**Extracted text**
::::

The child victim (and his/her guardian) has (have) a fundamental right not to be subjected to an involuntary mental examination.

However, if the only evidence against a convicted defendant is an incompetent child victim's uncorroborated hearsay accusation, an appellate court should determine if the defendant was "deprived" of "liberty" without "due process" of law, i.e., whether his/her trial was fundamentally fair. In this context, due process does not operate as a substantive (admission bar or right to conduct a mental exam) rule, but rather as a procedural check on the fairness of the overall proceeding -- a determination that is made after the prosecution secures a conviction.

Richard D. Friedman said...

Well, yes, I think that's very overstated.

First of all, I'm not sure where the word psychiatric came in; this has nothing to do with that.

Second, even though I suppose the interviewer would ordinarily be a psychologist, this is not a psychological examination in the full sense; it's an exam or interview tightly focused on determining truth-telling ability.

::::

**Record extracts**
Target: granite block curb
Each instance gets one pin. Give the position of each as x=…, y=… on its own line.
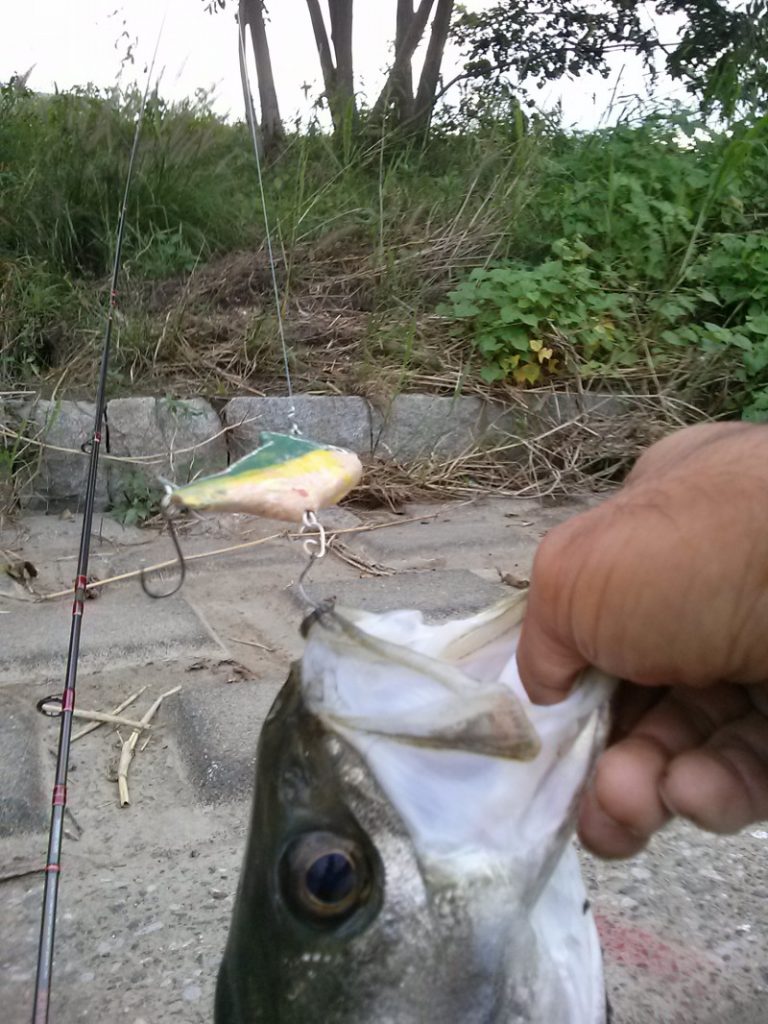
x=180, y=439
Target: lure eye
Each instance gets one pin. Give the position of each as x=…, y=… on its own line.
x=325, y=877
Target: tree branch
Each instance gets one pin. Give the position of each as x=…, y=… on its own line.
x=341, y=33
x=324, y=46
x=425, y=95
x=411, y=40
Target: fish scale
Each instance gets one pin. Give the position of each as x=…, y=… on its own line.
x=456, y=891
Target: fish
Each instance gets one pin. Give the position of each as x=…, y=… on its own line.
x=410, y=857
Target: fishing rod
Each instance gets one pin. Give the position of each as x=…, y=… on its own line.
x=67, y=700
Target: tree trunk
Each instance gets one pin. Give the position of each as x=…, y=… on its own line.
x=402, y=83
x=251, y=13
x=341, y=33
x=411, y=39
x=338, y=75
x=324, y=46
x=430, y=75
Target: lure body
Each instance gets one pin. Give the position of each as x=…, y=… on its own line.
x=282, y=479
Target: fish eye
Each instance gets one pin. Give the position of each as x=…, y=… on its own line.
x=325, y=877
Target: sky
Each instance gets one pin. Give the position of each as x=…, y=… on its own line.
x=81, y=41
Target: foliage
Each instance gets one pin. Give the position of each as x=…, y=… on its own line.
x=65, y=161
x=720, y=55
x=524, y=318
x=138, y=500
x=597, y=253
x=660, y=245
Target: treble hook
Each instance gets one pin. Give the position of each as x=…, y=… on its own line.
x=314, y=548
x=179, y=559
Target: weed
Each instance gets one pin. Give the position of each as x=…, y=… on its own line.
x=138, y=500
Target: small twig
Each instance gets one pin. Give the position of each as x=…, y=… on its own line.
x=116, y=711
x=133, y=573
x=100, y=717
x=252, y=643
x=126, y=755
x=22, y=871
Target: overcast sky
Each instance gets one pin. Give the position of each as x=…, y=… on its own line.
x=80, y=41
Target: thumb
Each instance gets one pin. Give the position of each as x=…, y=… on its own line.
x=548, y=666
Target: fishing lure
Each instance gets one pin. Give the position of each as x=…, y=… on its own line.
x=287, y=477
x=284, y=478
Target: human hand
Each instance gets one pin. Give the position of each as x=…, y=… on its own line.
x=666, y=585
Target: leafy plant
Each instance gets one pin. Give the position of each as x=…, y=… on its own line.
x=522, y=317
x=138, y=501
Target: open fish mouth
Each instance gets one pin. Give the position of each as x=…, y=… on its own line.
x=410, y=855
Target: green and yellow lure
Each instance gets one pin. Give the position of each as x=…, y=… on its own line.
x=285, y=477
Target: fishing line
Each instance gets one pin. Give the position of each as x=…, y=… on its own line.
x=58, y=801
x=251, y=117
x=288, y=476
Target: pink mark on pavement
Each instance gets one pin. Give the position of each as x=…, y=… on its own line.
x=634, y=946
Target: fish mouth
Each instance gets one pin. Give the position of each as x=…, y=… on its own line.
x=439, y=715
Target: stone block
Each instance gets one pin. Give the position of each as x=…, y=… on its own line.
x=421, y=426
x=57, y=473
x=344, y=421
x=175, y=439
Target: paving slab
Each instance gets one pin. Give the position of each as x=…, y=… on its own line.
x=217, y=735
x=23, y=804
x=146, y=891
x=117, y=630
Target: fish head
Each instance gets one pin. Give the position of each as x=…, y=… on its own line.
x=395, y=872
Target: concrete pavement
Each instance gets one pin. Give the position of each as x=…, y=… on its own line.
x=146, y=890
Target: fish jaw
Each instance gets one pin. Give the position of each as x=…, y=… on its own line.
x=425, y=949
x=475, y=906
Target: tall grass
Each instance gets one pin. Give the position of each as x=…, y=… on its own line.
x=665, y=218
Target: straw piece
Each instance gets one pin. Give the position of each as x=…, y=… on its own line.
x=116, y=711
x=126, y=755
x=100, y=717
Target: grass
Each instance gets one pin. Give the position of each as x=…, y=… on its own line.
x=398, y=266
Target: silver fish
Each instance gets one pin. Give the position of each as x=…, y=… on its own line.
x=410, y=858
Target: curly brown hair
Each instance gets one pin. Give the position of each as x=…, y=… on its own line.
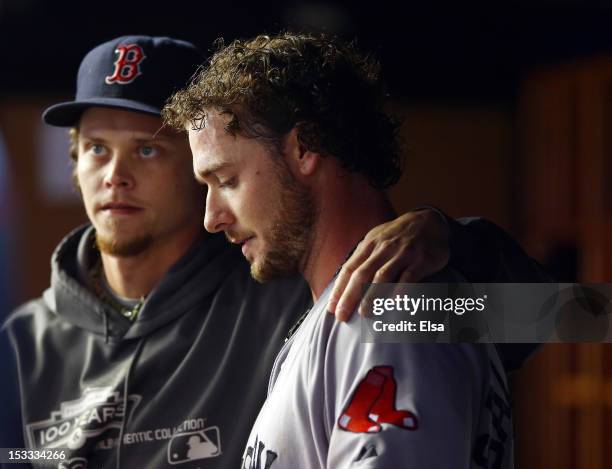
x=326, y=88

::::

**Instruction 1**
In the discussion of child victims' hearsay accusations, substitute "testimonial competence" for "truth-telling ability" in the stretch from "Well, yes, I" through "determining truth-telling ability.", and present that stretch with the change.
**Instruction 2**
Answer these questions from the discussion of child victims' hearsay accusations:
(a) What fundamental right does the discussion assign to the child victim and his or her guardian?
(b) At what point is the due process determination on the fairness of the overall proceeding made?
(c) What is the exam or interview tightly focused on determining?

**Right answer 1**
Well, yes, I think that's very overstated.

First of all, I'm not sure where the word psychiatric came in; this has nothing to do with that.

Second, even though I suppose the interviewer would ordinarily be a psychologist, this is not a psychological examination in the full sense; it's an exam or interview tightly focused on determining testimonial competence.

**Right answer 2**
(a) The right not to be subjected to an involuntary mental examination.
(b) After the prosecution secures a conviction.
(c) Truth-telling ability.